**GIVEN PASSAGE**.
◇ ◇ ◇ ◇ ◇

More than 100% price gain! Volkswagen, Standard Lithium, and BMW partner European Lithium! Comeback for EVs and lithium!

  • Mining
  • Lithium
  • Electromobility
Photo credits: Mercedes Benz Group AG

Lithium shares are staging a comeback - without much attention. Standard Lithium's share price has already more than doubled in the current year. The US-based company is delivering strong news. European Lithium has also performed well recently. And for good reason: not only is the Company developing a large project in Europe, but it also has access to rare earths in Greenland. Will this soon make it a partner of the EU in building up a strategic reserve? After all, Volkswagen, BMW, and Mercedes need more and more batteries. While BYD and Tesla are currently struggling, German manufacturers are celebrating a comeback in the electric vehicle market, at least in Europe.

time to read: 4 minutes | Author: Fabian Lorenz
ISIN: VOLKSWAGEN AG VZO O.N. | DE0007664039 , STANDARD LITHIUM LTD | CA8536061010 , BAY.MOTOREN WERKE AG ST | DE0005190003 , EUROPEAN LITHIUM LTD | AU000000EUR7

Table of contents:


    Volkswagen, BMW, and Mercedes step on the gas

    While BYD is struggling with a price war and overcapacity in China, and Tesla is suffering under its CEO, Elon Musk, German electric vehicle manufacturers are stepping on the gas. Mercedes sold fewer electric vehicles in the first half of 2025, but the new all-electric CLA appears to be meeting high demand. It has been reported that Mercedes plans to increase production.

    Volkswagen significantly strengthened its position in the European electric vehicle market in the first half of 2025. The group reported a sharp rise in sales of battery electric vehicles (BEVs) in Europe, up around 89% compared to the same period last year. Volkswagen impressively maintained its market leadership in Germany in particular: Almost every second newly registered electric vehicle came from the group's portfolio. The core Volkswagen brand itself also increased its global BEV deliveries by more than 14%. In Western Europe, one in five vehicles delivered was already purely electric – a clear signal of the accelerated shift toward electric mobility and the success of the group's model strategy.

◇ ◇ ◇ ◇ ◇

**SUPPLIED INFORMATION**.
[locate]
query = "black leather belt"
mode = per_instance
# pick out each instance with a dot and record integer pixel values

◇ ◇ ◇ ◇ ◇

**WORK TO DO**.
(a) In the article on lithium and electric cars, by about how much did Volkswagen's sales of battery electric vehicles in Europe rise in the first half of 2025?
(b) Pick up the article on lithium and electric cars after its last sentence and keep it going.
The lines have no part in what comes next.

**TASK RESULTS**.
(a) They rose by around 89% compared to the same period the year before.

(b)
    BMW's sales figures are solid, but the focus is currently on something else: the Munich-based company's "New Class." It is set to herald a new era of electric mobility. This time, however, it represents a completely newly developed, battery-electric vehicle architecture featuring an 800-volt system, Gen6 cylinder batteries, and an integrated body for enhanced range and efficiency. In June 2025, BMW officially announced that series production of the New Class models – starting with the iX3 crossover and a 3 Series sedan – will begin at the end of 2025 at the brand-new plant in Debrecen, Hungary. At least six more models are expected to follow within two years, supported by digital innovation, the sustainable use of materials, and circular economy principles.

    European Lithium: On board with BMW and soon with the EU too?

    European Lithium is also set to contribute to the success of BMW's "New Class." The Company is currently developing a lithium project in Austria. And it is a really exciting one: According to recent media reports, Wolfsberg could account for around 4.5% of global lithium production in the future. BMW has already secured the raw material for the batteries in its "New Class" and made a down payment in the millions. The lithium will be mined and processed into battery-grade lithium hydroxide in Saudi Arabia, where energy costs are 80% lower. A local company has already been brought on board to build a refinery with an annual production capacity of up to 20,000 tons of lithium hydroxide.

    It is quite possible that the European Union will soon become a partner of European Lithium. The EU is working on strategies to secure its supply of critical raw materials, including lithium. Although the EU does not currently operate an official lithium "reserve" in the traditional sense, such as strategic oil reserves, it has initiated several measures, such as the Critical Raw Materials Act.

    Another "critical" project also speaks in favor of purchasing European Lithium shares: the Tanbreez rare earth project in Greenland. The country is under Danish sovereignty and thus belongs to the EU. According to the PEA, Tanbreez is one of the largest known rare earth deposits in the world. The net present value (NPV) has been calculated to be between USD 2.4 billion and USD 3 billion. A robust resource base of 45 Mt @ 0.40% total rare earth oxide (TREO) with 27% heavy rare earth elements (HREE) has been reported. The proportion of heavy elements is said to be unusually high. An exploration license for a 30-year period has already been granted.

    Given these projects, the market capitalization of just over EUR 50 million seems anything but high.

    Standard Lithium: 100% since the beginning of the year, and now?

    Compared to European Lithium, Standard Lithium already weighs in at USD 676 million on the stock market, but it is also a good deal further along in development. Nevertheless, it shows the direction European Lithium could still take. And there is also news from Standard Lithium. Since April, the share price has more than doubled and is currently trading at USD 2.39. The price increase was accompanied by positive news flow.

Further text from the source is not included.